(begin)
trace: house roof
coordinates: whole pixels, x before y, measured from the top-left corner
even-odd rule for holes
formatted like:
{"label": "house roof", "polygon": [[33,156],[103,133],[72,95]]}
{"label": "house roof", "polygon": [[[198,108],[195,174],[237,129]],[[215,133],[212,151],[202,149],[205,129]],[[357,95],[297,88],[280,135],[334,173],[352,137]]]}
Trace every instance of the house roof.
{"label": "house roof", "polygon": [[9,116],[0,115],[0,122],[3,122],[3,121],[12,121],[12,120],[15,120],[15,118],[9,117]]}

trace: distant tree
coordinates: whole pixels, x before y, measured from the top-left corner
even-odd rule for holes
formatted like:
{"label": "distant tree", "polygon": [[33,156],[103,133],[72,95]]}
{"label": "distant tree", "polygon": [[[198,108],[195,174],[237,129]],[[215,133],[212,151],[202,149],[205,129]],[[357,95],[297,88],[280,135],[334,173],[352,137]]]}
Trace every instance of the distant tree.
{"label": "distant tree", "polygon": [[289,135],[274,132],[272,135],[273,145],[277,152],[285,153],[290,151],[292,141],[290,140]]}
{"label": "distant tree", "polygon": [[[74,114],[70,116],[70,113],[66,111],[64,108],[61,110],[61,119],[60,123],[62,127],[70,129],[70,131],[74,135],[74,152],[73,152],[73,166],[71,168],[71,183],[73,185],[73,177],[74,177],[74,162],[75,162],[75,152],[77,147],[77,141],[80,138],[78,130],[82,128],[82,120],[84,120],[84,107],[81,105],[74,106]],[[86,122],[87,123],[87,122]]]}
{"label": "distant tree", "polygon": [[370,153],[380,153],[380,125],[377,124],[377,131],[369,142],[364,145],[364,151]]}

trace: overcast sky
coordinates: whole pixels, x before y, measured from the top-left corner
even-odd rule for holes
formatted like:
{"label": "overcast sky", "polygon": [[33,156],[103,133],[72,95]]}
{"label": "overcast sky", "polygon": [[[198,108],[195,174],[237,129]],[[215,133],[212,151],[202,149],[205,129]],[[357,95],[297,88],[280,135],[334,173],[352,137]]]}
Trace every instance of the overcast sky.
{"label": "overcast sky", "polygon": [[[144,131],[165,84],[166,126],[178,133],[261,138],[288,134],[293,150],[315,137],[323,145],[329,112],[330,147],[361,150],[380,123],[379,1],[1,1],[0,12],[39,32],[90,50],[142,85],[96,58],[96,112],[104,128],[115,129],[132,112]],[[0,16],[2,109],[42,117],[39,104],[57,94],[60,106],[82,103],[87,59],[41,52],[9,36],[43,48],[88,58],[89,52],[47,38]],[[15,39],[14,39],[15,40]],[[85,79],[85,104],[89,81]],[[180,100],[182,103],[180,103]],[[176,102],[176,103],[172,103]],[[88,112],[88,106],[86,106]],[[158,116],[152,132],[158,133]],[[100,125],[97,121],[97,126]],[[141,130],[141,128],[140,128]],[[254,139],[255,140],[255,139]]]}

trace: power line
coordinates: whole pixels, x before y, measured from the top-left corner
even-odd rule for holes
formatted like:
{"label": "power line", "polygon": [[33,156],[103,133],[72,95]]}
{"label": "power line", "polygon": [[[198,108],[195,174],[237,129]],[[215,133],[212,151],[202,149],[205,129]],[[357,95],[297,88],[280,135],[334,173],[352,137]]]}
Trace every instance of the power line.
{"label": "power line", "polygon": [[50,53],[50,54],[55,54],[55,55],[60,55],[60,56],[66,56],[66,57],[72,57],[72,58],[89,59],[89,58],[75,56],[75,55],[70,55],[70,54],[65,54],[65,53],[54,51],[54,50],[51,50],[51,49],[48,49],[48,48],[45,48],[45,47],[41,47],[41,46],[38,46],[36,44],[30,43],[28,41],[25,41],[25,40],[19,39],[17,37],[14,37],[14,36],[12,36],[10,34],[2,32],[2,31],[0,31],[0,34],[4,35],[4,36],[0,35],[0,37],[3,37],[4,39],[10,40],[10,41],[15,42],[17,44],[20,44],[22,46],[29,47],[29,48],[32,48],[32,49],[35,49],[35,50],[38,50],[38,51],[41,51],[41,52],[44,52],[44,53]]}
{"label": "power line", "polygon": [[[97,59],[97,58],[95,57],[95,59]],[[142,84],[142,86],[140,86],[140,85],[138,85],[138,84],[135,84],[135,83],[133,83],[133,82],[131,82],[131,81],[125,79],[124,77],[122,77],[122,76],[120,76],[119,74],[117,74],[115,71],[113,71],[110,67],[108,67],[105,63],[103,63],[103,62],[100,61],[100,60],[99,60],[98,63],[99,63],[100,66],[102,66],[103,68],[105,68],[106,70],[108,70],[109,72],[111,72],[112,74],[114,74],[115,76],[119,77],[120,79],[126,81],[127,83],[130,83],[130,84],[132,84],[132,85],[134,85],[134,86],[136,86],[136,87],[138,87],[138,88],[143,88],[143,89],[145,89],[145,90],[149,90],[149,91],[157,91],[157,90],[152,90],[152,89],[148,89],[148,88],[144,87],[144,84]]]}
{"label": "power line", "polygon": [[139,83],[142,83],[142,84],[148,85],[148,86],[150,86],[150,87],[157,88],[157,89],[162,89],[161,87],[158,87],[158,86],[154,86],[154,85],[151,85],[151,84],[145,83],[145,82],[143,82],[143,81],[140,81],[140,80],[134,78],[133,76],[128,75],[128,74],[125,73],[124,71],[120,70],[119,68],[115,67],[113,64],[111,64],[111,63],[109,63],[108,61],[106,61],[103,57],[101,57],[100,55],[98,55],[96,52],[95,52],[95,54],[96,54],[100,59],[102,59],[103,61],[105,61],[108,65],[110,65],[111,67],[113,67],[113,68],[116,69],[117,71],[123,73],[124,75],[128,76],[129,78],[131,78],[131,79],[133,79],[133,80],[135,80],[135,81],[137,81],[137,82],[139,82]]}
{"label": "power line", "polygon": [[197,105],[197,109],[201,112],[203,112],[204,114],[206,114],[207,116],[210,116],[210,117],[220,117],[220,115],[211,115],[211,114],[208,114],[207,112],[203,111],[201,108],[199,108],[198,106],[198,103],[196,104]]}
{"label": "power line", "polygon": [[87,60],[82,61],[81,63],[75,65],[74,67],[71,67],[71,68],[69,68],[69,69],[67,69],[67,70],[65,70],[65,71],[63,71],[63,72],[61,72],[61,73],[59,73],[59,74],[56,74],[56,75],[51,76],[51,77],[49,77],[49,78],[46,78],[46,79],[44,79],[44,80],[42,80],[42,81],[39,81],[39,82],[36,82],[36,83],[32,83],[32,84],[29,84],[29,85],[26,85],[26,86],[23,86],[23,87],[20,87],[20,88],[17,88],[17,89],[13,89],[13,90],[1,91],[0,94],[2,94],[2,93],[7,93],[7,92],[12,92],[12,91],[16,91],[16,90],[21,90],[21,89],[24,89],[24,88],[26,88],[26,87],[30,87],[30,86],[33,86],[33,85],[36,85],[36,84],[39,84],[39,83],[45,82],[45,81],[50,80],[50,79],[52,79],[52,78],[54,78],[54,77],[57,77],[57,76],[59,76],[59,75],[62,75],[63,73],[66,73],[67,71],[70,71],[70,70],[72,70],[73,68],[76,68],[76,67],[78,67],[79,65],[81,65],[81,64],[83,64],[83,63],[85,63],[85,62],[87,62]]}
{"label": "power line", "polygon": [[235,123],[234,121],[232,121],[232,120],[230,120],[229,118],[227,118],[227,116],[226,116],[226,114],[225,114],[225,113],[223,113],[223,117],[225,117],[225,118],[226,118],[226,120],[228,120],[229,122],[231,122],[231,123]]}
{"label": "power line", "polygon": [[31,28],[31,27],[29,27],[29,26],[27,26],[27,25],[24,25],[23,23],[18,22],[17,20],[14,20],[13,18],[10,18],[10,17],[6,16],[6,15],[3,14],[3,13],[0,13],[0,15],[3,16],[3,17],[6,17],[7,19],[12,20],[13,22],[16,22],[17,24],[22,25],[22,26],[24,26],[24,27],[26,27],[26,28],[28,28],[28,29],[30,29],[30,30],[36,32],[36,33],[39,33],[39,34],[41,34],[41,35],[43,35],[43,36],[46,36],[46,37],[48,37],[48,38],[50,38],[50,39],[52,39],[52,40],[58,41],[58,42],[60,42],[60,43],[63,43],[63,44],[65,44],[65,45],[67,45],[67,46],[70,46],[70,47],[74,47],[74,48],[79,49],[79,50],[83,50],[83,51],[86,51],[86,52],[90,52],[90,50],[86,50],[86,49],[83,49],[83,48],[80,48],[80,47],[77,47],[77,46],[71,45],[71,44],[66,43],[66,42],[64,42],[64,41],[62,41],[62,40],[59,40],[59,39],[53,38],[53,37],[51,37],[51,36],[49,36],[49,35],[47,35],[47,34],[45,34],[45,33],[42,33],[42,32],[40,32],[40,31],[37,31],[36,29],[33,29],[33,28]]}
(end)
Goal of the exercise :: Pull out each line above that contains the string "house". Case matters.

Answer to this exercise ::
trace: house roof
{"label": "house roof", "polygon": [[33,156],[103,133],[72,95]]}
{"label": "house roof", "polygon": [[[198,108],[195,174],[237,129]],[[215,133],[212,151],[202,149],[205,129]],[[357,95],[297,88],[280,135],[334,173],[352,137]]]}
Trace every instance of the house roof.
{"label": "house roof", "polygon": [[9,116],[0,115],[0,122],[3,122],[3,121],[12,121],[12,120],[15,120],[15,118],[9,117]]}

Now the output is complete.